== Required action ==
Write the listing out again in full. Every character must match.

•••••

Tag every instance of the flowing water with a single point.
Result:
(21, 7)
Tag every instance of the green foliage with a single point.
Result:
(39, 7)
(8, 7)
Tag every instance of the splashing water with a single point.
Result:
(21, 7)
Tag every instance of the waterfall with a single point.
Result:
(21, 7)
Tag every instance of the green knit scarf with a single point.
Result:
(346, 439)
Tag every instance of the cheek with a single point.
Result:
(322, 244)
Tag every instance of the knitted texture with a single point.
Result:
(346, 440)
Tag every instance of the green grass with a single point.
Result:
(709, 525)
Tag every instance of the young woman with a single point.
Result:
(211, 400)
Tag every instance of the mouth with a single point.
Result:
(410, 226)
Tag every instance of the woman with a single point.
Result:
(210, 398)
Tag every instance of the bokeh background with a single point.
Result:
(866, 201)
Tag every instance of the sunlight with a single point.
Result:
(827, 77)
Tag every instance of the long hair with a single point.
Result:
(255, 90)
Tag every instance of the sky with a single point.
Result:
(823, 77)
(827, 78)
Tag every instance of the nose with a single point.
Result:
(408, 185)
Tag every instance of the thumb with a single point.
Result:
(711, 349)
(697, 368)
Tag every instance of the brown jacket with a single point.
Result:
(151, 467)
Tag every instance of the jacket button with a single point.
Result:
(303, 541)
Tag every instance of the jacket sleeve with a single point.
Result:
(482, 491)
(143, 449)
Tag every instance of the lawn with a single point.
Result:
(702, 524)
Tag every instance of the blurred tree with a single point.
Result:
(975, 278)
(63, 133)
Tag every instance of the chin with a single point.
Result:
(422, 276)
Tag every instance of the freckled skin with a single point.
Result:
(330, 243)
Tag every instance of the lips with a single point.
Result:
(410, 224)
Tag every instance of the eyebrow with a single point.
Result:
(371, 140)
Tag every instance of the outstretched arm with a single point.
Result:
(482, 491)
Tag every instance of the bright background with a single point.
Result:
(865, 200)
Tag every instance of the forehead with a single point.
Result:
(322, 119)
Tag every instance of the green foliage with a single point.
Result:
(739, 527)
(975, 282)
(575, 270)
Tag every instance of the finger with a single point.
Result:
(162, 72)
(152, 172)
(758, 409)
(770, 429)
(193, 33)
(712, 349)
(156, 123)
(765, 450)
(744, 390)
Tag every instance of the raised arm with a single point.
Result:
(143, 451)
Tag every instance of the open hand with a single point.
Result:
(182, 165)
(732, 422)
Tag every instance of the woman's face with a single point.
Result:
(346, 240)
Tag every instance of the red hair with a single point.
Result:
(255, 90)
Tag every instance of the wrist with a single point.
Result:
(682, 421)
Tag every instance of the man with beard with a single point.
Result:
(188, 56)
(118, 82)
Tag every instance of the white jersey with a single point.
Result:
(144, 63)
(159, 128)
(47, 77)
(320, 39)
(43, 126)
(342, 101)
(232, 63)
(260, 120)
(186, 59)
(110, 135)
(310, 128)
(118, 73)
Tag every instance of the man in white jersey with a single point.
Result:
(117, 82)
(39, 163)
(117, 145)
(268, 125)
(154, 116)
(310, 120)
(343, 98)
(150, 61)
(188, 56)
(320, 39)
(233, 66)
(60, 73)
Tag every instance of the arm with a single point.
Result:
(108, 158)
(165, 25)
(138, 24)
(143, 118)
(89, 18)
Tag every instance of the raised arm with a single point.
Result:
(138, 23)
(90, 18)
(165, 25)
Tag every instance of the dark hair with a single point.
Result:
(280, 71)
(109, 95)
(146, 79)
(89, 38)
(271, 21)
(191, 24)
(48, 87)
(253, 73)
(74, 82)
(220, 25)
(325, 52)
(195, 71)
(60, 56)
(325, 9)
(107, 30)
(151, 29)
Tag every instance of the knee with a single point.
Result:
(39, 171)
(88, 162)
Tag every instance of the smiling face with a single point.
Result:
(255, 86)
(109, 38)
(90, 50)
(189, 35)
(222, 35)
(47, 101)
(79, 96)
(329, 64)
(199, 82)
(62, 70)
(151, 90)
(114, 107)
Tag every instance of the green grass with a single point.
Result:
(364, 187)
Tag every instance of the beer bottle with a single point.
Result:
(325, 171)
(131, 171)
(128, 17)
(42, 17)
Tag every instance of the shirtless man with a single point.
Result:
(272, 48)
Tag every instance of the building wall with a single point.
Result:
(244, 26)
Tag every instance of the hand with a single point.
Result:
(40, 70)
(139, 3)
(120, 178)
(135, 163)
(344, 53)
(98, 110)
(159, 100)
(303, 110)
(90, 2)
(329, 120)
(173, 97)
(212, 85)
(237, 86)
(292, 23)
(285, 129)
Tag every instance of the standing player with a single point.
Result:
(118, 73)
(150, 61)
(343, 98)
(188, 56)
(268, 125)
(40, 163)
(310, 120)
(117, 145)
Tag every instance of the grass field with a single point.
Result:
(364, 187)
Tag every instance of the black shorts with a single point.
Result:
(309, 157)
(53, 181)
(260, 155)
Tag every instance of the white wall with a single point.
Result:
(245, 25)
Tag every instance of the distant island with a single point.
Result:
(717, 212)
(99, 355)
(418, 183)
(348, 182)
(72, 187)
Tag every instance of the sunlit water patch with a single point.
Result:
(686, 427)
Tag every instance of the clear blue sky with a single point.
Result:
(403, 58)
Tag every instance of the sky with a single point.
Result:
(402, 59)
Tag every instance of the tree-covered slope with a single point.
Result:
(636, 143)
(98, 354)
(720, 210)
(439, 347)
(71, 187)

•••••

== Written response ==
Tag every instance of the flowing water with a single point.
Result:
(21, 7)
Tag every instance of the green foliage with a single point.
Result:
(39, 7)
(8, 7)
Tag every instance of the splashing water with a single point.
Result:
(21, 7)
Tag every instance of the waterfall with a single point.
Result:
(21, 7)
Tag every instance of the green knit scarf with a single point.
Result:
(346, 439)
Tag every instance of the cheek with a single point.
Result:
(322, 244)
Tag every instance of the knitted texture with a single point.
Result:
(346, 440)
Tag every instance of the green grass with a single point.
Result:
(709, 525)
Tag every instance of the young woman with a single point.
Result:
(211, 400)
Tag every instance of the mouth with a single point.
Result:
(410, 226)
Tag every instance of the woman with a single point.
Result:
(210, 398)
Tag every instance of the bokeh background with a single point.
Result:
(866, 201)
Tag every instance of the sunlight with a single point.
Result:
(827, 77)
Tag every instance of the long hair with a single point.
Result:
(255, 90)
Tag every instance of the sky with a single point.
Result:
(823, 77)
(827, 78)
Tag every instance of the nose with a single point.
Result:
(408, 185)
Tag every instance of the thumb with a single point.
Result:
(711, 349)
(697, 368)
Tag every instance of the brown jacket with a single point.
Result:
(151, 467)
Tag every instance of the jacket button with a single point.
Result:
(303, 541)
Tag every instance of the jacket sleeve with a single point.
Result:
(482, 491)
(143, 449)
Tag every instance of the lawn with a single point.
Result:
(702, 524)
Tag every instance of the blurred tree with a single point.
Result:
(975, 278)
(63, 133)
Tag every instance of the chin with a single point.
Result:
(422, 276)
Tag every instance of the freckled skin with a single point.
Result:
(330, 243)
Tag every instance of the lips with a single point.
Result:
(410, 224)
Tag every instance of the eyebrow with a single point.
Result:
(371, 140)
Tag every instance of the outstretched arm with a single point.
Result:
(482, 491)
Tag every instance of the bright background with a single point.
Result:
(865, 200)
Tag every instance of the forehead with a single point.
Result:
(322, 119)
Tag every instance of the green foliage with a single point.
Result:
(739, 527)
(975, 282)
(575, 270)
Tag every instance of the finger with a single point.
Result:
(162, 72)
(152, 172)
(758, 409)
(770, 429)
(193, 33)
(712, 349)
(156, 123)
(765, 450)
(744, 390)
Tag every instance of the raised arm with a single point.
Result:
(143, 451)
Tag every instance of the open hand with a single point.
Result:
(182, 165)
(732, 422)
Tag every instance of the woman's face with a single point.
Result:
(346, 240)
Tag every instance of the red hair with a single point.
Result:
(255, 90)
Tag every instance of the wrist with a single point.
Result:
(682, 421)
Tag every instance of the man with beard with a single point.
Result:
(188, 56)
(118, 82)
Tag every instance of the white jersey with a single point.
Result:
(144, 63)
(159, 128)
(47, 77)
(320, 39)
(43, 126)
(342, 101)
(232, 63)
(260, 120)
(186, 59)
(110, 135)
(310, 128)
(118, 73)
Tag every instance of the man in white jersey with a single point.
Result:
(117, 82)
(39, 163)
(117, 145)
(268, 125)
(154, 116)
(310, 120)
(343, 98)
(150, 61)
(188, 56)
(320, 39)
(233, 66)
(60, 73)
Tag every instance of the arm with a single point.
Result:
(108, 158)
(165, 25)
(138, 24)
(143, 118)
(89, 18)
Tag every instance of the raised arm with a single point.
Result:
(138, 23)
(90, 18)
(165, 25)
Tag every instance of the dark hair with a single point.
Result:
(280, 71)
(109, 95)
(146, 79)
(89, 38)
(271, 21)
(191, 24)
(48, 87)
(253, 73)
(74, 82)
(220, 25)
(325, 52)
(195, 71)
(60, 56)
(325, 9)
(107, 30)
(151, 29)
Tag every instance of the knee with a single point.
Result:
(39, 171)
(88, 162)
Tag every instance of the smiling face with a single point.
Result:
(255, 86)
(109, 38)
(90, 50)
(189, 35)
(222, 35)
(47, 101)
(79, 96)
(329, 64)
(199, 82)
(62, 70)
(151, 90)
(114, 107)
Tag every instance of the green grass with a single point.
Result:
(364, 187)
Tag every instance of the beer bottle with a single point.
Result:
(325, 171)
(131, 171)
(128, 17)
(42, 17)
Tag every instance of the shirtless man with a single point.
Result:
(272, 48)
Tag every instance of the building wall with a single point.
Result:
(244, 26)
Tag every instance of the hand with a single point.
Result:
(40, 70)
(139, 3)
(120, 178)
(135, 163)
(344, 53)
(98, 110)
(159, 100)
(303, 110)
(90, 2)
(329, 120)
(173, 97)
(212, 85)
(237, 86)
(292, 23)
(285, 129)
Tag every instance of the standing player with a single point.
Result:
(118, 73)
(150, 61)
(343, 98)
(188, 56)
(268, 125)
(40, 163)
(310, 120)
(117, 145)
Tag every instance of the grass field with a single point.
Result:
(364, 187)
Tag every instance of the black shorts with a single point.
Result:
(309, 157)
(53, 181)
(260, 155)
Tag every instance of the white wall with a single point.
Result:
(245, 25)
Tag every instance of the distant island with a single point.
Result:
(717, 212)
(99, 355)
(418, 183)
(348, 182)
(72, 187)
Tag every instance of the sunlit water patch with a single point.
Result:
(686, 427)
Tag every instance of the clear blue sky with a single point.
Result:
(403, 58)
Tag every instance of the sky with a single point.
Result:
(402, 59)
Tag every instance of the tree-covered slope with a single point.
Result:
(636, 143)
(98, 354)
(720, 210)
(439, 347)
(71, 187)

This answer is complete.